◆ **The task**
Identify every line in the records below that contains the word "each", and copy those lines in full.

◆ **Dataset records**
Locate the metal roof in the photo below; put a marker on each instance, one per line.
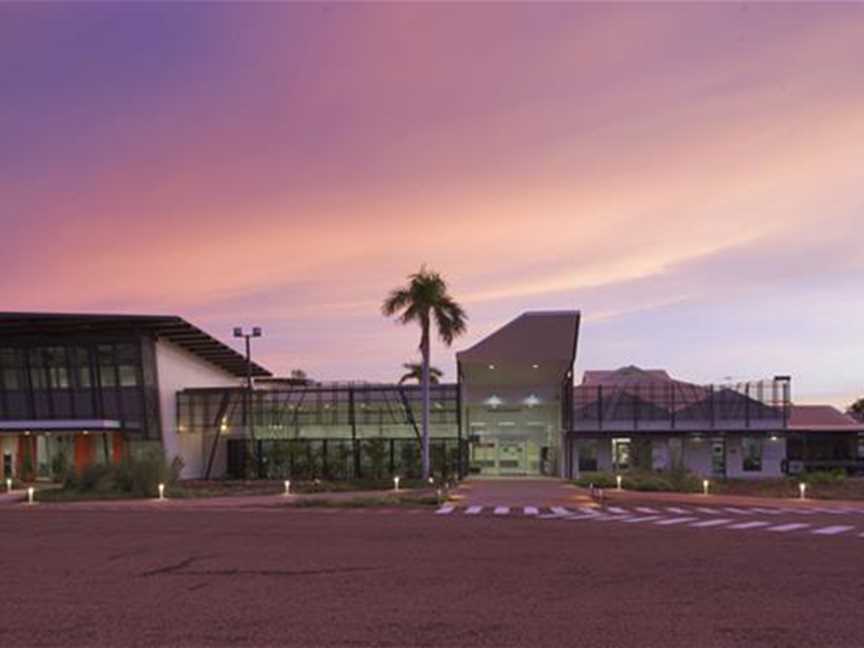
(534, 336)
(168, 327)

...

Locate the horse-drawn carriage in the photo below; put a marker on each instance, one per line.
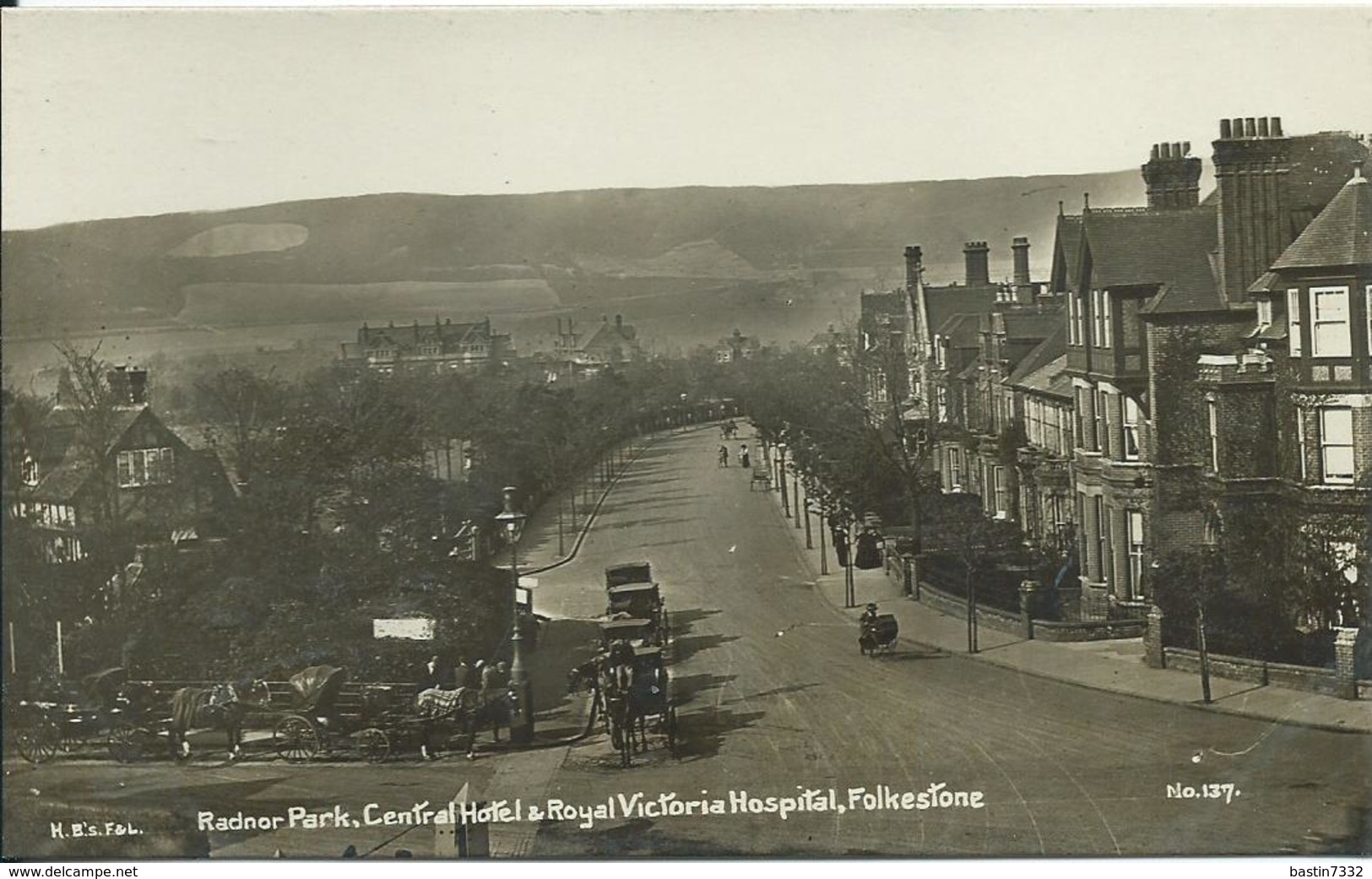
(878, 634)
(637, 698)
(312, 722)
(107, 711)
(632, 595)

◆ **Solution to this exercise**
Locate the metal roof in the photo below; put a marker on each instance, one per line.
Locate the horse-drawn carriage in the photo below; put a marker on each instance, one per line.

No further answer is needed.